[What is needed] In the copy, leave out the pictures and repeat all records exactly.

[Listed entries]
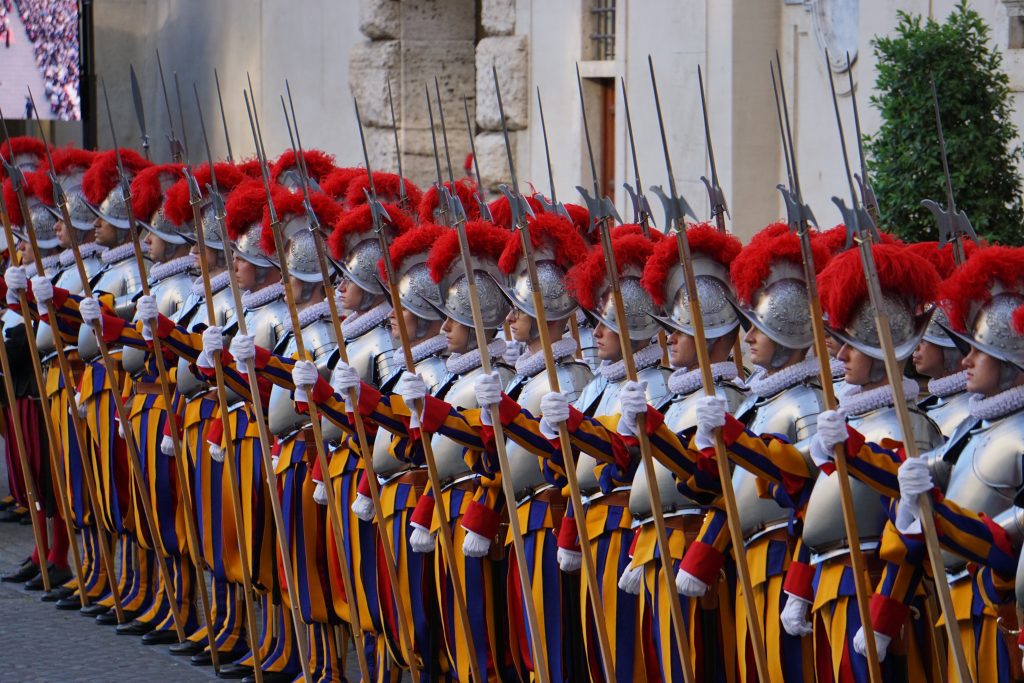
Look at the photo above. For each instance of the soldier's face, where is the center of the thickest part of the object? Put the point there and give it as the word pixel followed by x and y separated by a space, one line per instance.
pixel 606 340
pixel 982 373
pixel 521 326
pixel 857 366
pixel 929 359
pixel 457 335
pixel 682 350
pixel 107 235
pixel 245 273
pixel 760 347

[Result below]
Look at the photo above. For each instance of the soldier's face, where is the center of the thickest part of the object? Put the point there and give it as the word pixel followed by x and y separated by a space, one line per instance.
pixel 606 340
pixel 982 373
pixel 521 326
pixel 857 366
pixel 929 359
pixel 457 335
pixel 682 350
pixel 107 235
pixel 245 273
pixel 760 347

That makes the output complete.